= BRIEF =
Can you swap every "even-odd" in the listing below for "nonzero" and write the lines out again with nothing else changed and the pictures left out?

= SUPPLIED RECORDS =
◇ ◇ ◇

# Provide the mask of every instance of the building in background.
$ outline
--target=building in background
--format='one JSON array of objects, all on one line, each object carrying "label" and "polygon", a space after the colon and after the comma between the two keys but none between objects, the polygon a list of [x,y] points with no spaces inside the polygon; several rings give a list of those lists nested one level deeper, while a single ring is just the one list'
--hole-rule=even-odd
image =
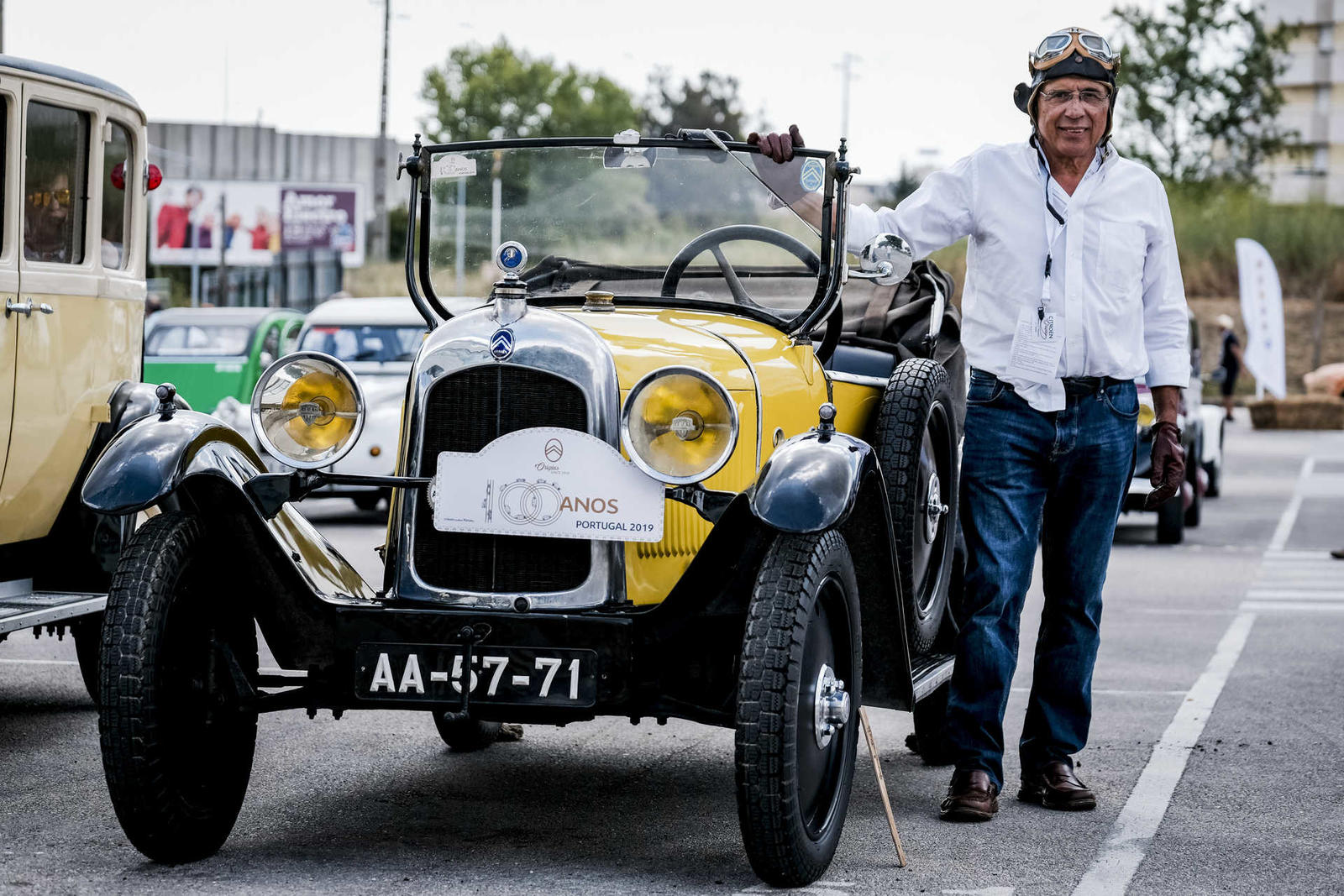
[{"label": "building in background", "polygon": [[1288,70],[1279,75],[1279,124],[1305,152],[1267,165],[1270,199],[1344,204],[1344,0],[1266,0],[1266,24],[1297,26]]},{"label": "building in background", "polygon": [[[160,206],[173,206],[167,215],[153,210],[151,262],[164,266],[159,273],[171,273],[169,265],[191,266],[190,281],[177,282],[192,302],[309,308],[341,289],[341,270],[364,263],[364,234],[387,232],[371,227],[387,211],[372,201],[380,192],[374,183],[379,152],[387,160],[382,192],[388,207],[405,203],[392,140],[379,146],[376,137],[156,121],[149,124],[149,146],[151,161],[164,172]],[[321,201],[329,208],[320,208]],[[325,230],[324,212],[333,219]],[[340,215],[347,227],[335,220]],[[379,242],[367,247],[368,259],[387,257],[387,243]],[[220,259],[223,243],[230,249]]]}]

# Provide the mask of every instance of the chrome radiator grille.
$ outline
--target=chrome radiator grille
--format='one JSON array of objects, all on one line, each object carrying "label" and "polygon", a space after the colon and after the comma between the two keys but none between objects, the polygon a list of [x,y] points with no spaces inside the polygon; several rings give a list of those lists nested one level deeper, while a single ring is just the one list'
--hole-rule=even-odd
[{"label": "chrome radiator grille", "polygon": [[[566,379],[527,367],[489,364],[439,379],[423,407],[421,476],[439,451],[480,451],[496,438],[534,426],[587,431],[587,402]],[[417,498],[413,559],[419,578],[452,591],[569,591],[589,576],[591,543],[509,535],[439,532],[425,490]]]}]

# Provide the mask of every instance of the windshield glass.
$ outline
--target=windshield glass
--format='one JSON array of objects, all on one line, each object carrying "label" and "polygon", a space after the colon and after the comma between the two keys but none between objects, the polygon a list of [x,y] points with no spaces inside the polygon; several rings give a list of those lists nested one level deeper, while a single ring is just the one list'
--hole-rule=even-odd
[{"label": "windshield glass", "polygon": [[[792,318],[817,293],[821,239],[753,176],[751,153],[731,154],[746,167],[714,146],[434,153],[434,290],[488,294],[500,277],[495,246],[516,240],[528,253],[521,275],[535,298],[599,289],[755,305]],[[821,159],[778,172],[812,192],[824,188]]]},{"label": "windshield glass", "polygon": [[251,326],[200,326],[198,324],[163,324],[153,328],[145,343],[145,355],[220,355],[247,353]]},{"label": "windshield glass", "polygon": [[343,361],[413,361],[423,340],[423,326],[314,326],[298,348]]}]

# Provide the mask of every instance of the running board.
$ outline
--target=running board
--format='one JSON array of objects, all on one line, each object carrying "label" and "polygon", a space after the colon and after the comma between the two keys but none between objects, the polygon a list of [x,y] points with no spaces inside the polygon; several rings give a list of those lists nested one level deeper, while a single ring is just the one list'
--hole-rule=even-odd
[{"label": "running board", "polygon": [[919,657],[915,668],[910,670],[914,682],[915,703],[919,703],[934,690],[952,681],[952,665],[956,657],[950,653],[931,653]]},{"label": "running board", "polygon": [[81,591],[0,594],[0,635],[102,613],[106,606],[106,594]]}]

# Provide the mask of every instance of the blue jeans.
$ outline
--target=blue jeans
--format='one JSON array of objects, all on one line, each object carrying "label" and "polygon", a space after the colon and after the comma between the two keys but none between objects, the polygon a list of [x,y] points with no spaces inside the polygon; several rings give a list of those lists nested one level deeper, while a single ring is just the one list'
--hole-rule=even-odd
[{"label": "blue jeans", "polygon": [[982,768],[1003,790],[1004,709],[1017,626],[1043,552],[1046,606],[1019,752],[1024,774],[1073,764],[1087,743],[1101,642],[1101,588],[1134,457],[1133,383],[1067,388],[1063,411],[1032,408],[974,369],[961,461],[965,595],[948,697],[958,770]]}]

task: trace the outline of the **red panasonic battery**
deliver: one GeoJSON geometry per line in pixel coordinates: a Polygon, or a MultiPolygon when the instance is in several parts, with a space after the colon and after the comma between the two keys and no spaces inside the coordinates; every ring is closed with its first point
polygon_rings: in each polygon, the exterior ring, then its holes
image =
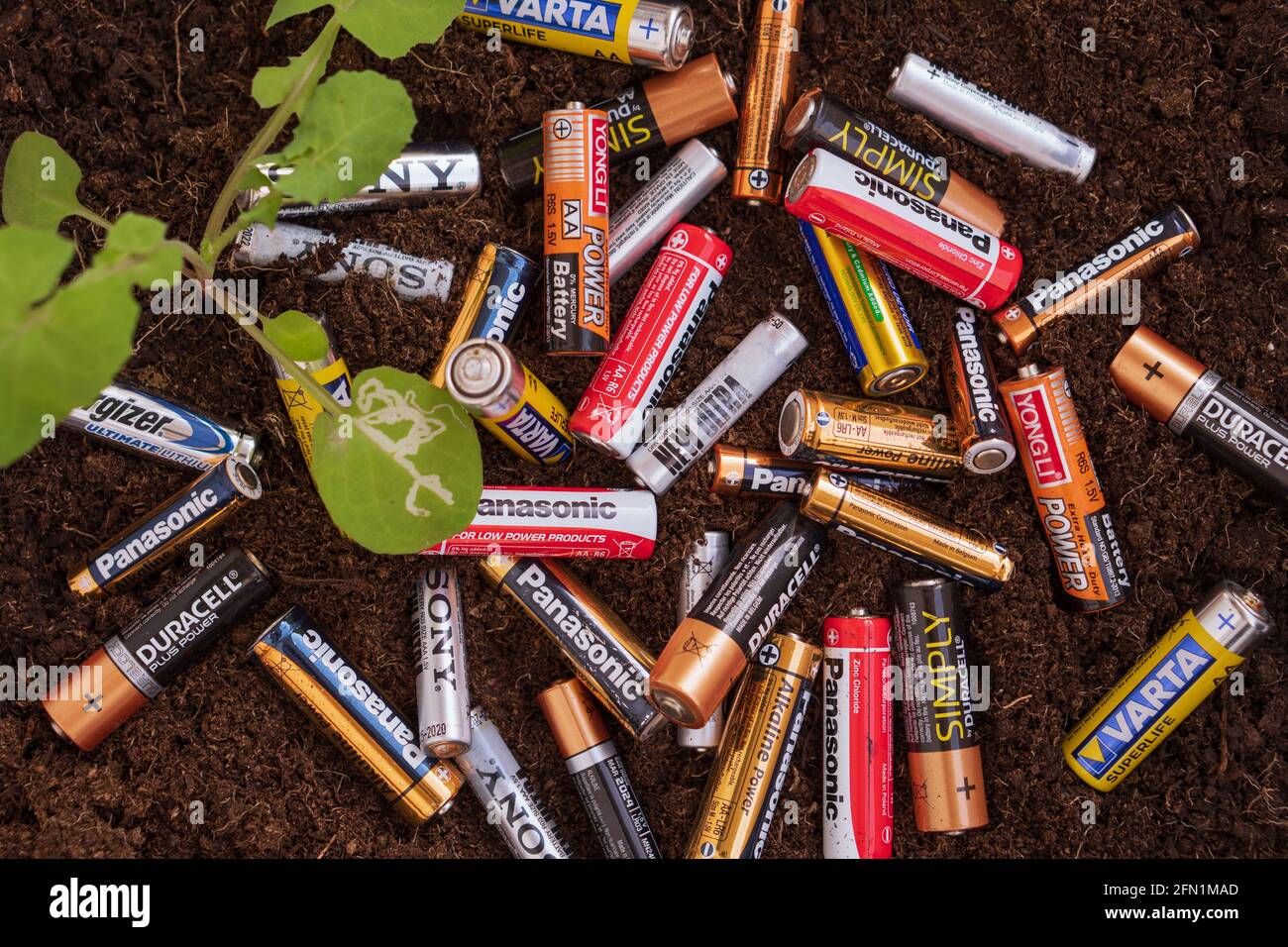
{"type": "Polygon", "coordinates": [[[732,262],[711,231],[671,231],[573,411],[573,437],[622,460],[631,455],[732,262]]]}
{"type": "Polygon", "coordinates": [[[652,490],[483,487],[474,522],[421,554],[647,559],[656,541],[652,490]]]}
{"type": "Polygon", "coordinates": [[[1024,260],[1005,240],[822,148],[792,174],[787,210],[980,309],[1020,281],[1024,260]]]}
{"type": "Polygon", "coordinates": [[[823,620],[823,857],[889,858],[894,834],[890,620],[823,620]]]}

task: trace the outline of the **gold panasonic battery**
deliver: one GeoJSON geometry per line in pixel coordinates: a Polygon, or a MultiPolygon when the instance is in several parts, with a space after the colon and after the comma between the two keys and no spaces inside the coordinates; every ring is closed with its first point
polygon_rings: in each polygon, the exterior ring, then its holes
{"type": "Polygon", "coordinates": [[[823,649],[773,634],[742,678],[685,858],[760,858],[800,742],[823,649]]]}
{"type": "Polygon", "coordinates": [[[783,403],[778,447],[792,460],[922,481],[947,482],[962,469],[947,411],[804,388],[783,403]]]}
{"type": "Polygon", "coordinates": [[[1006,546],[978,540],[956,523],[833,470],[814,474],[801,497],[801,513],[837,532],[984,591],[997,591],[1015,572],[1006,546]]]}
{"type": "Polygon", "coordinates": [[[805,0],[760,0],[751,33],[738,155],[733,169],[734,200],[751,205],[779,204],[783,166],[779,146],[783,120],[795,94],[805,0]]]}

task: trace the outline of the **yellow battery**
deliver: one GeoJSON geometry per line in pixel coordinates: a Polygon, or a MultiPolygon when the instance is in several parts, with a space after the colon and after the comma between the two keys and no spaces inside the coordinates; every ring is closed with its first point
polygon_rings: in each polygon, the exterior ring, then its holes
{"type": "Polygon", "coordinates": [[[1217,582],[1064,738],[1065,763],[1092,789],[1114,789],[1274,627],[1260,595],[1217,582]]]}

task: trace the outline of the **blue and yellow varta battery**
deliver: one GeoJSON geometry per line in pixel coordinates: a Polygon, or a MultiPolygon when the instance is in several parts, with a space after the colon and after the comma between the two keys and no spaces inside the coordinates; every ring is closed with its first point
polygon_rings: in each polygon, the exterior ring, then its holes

◇ ◇ ◇

= SOLUTION FOR THIS EXERCISE =
# Provide the mask of every instance of the building in background.
$ outline
--target=building in background
--format='one JSON array of objects, all on one line, each object carrying "label" and "polygon", a space after the colon and after the comma between the two keys but none between objects, the polygon a list of [x,y] points with no spaces inside the polygon; several rings give a list of those lists nested one level deeper, while a single ring is just the one list'
--hole-rule=nonzero
image =
[{"label": "building in background", "polygon": [[1288,70],[1279,75],[1279,124],[1305,152],[1267,165],[1270,199],[1344,204],[1344,0],[1266,0],[1266,24],[1297,26]]},{"label": "building in background", "polygon": [[[160,206],[173,206],[167,215],[153,210],[151,262],[164,266],[159,273],[171,273],[169,265],[191,266],[190,281],[177,282],[192,302],[309,308],[341,289],[341,270],[364,263],[364,234],[387,232],[371,227],[387,211],[372,201],[380,192],[374,183],[379,152],[387,160],[382,192],[388,207],[405,203],[392,140],[379,146],[376,137],[156,121],[149,124],[149,146],[151,161],[164,172]],[[321,201],[329,208],[320,208]],[[325,230],[324,212],[333,219]],[[340,215],[347,227],[335,220]],[[379,242],[367,247],[368,259],[387,257],[387,243]],[[220,259],[223,243],[230,249]]]}]

# Provide the mask of every instance of the chrome radiator grille.
$ outline
--target=chrome radiator grille
--format='one JSON array of objects, all on one line, each object carrying "label" and "polygon", a space after the colon and after the comma between the two keys but none between objects, the polygon a list of [x,y] points with no spaces inside the polygon; several rings give a list of those lists nested one level deeper, while a single ring is just the one list'
--hole-rule=nonzero
[{"label": "chrome radiator grille", "polygon": [[[566,379],[527,367],[489,364],[439,379],[423,407],[421,476],[439,451],[480,451],[496,438],[534,426],[587,431],[587,402]],[[417,498],[413,559],[419,578],[452,591],[569,591],[589,576],[591,543],[509,535],[439,532],[425,490]]]}]

# Provide the mask of every instance of the windshield glass.
$ outline
--target=windshield glass
--format='one JSON array of objects, all on one line, each object carrying "label" and "polygon", a space after the colon and after the comma between the two keys but none between objects, the polygon a list of [x,y] points with no spaces inside the polygon; several rings give a list of those lists nested one level deeper, while a single ring is just the one list'
--hole-rule=nonzero
[{"label": "windshield glass", "polygon": [[[792,318],[817,293],[821,239],[753,176],[751,153],[731,154],[746,167],[714,146],[434,153],[434,290],[488,294],[500,277],[495,246],[516,240],[528,253],[521,275],[535,298],[599,289],[755,305]],[[821,159],[778,172],[812,192],[824,188]]]},{"label": "windshield glass", "polygon": [[251,326],[200,326],[198,324],[163,324],[153,328],[145,343],[145,355],[220,355],[247,353]]},{"label": "windshield glass", "polygon": [[343,361],[413,361],[423,340],[423,326],[314,326],[298,348]]}]

# Provide the mask of every instance of the running board.
$ outline
--target=running board
--format='one JSON array of objects, all on one line, each object carrying "label" and "polygon", a space after the colon and after the comma between the two keys but none between objects, the polygon a list of [x,y] points with no spaces inside the polygon; several rings give a list of those lists nested one level deeper, while a single ring is just the one list'
--hole-rule=nonzero
[{"label": "running board", "polygon": [[919,657],[915,668],[910,670],[914,682],[915,703],[919,703],[934,690],[952,681],[952,665],[956,657],[950,653],[931,653]]},{"label": "running board", "polygon": [[81,591],[0,594],[0,635],[102,613],[106,606],[106,594]]}]

# Provide the mask of every instance of the blue jeans.
$ outline
--target=blue jeans
--format='one JSON array of objects, all on one line, each object carrying "label" and "polygon", a space after the colon and after the comma between the two keys but none between objects, the polygon a list of [x,y] points with no spaces inside the polygon; several rings give a list of those lists nested one level deeper, while a single ring is just the one list'
--hole-rule=nonzero
[{"label": "blue jeans", "polygon": [[982,768],[1003,790],[1004,709],[1017,626],[1043,552],[1046,606],[1019,752],[1024,774],[1073,764],[1087,743],[1101,642],[1101,588],[1134,457],[1133,383],[1067,388],[1063,411],[1032,408],[974,369],[961,461],[965,595],[948,697],[958,770]]}]

task: trace the outline of the **red panasonic battery**
deliver: one GeoJSON geometry per line in pixel coordinates: a Polygon, or a MultiPolygon when the instance is in several parts, with a space after the colon and after the comma between the two keys and no spaces inside the coordinates; every ring is closed with its first point
polygon_rings: in each polygon, the exterior ring, then its holes
image =
{"type": "Polygon", "coordinates": [[[732,262],[711,231],[671,231],[573,411],[573,437],[622,460],[631,455],[732,262]]]}
{"type": "Polygon", "coordinates": [[[652,490],[483,487],[474,522],[421,554],[647,559],[656,541],[652,490]]]}
{"type": "Polygon", "coordinates": [[[1024,260],[1005,240],[822,148],[792,174],[787,210],[980,309],[1020,281],[1024,260]]]}
{"type": "Polygon", "coordinates": [[[823,620],[823,857],[889,858],[894,834],[890,620],[823,620]]]}

task: trace the outline of the **gold panasonic battery**
deliver: one GeoJSON geometry per line in pixel coordinates: a Polygon, or a MultiPolygon when the instance is in several parts, with a space after the colon and after the comma between the two keys and no spaces inside the coordinates; every ring is closed with its first point
polygon_rings: in each polygon, the exterior ring, then its holes
{"type": "Polygon", "coordinates": [[[823,649],[773,634],[742,678],[685,858],[760,858],[800,742],[823,649]]]}
{"type": "Polygon", "coordinates": [[[783,403],[778,447],[792,460],[922,481],[947,482],[962,469],[947,411],[804,388],[783,403]]]}
{"type": "Polygon", "coordinates": [[[1006,546],[978,540],[956,523],[833,470],[814,474],[801,497],[801,513],[837,532],[984,591],[997,591],[1015,572],[1006,546]]]}
{"type": "Polygon", "coordinates": [[[805,0],[760,0],[751,33],[738,155],[733,169],[734,200],[751,205],[779,204],[783,166],[779,146],[783,120],[795,94],[805,0]]]}

task: trace the outline of the **yellow battery**
deliver: one GeoJSON geometry per line in pixel coordinates: a Polygon, or a MultiPolygon when the instance is in several parts, with a space after the colon and after the comma between the two keys and no spaces inside the coordinates; every ring is closed with its first point
polygon_rings: in each polygon, the exterior ring, then its holes
{"type": "Polygon", "coordinates": [[[1217,582],[1064,738],[1065,763],[1092,789],[1114,789],[1274,627],[1260,595],[1217,582]]]}

task: trace the outline of the **blue and yellow varta battery**
deliver: one GeoJSON geometry per line in pixel coordinates: a Polygon, or a MultiPolygon when the instance is in several parts, with a space after the colon and after the comma between the two keys and no spaces inside the coordinates; every ring is closed with its first point
polygon_rings: in each polygon, the exterior ring, then its holes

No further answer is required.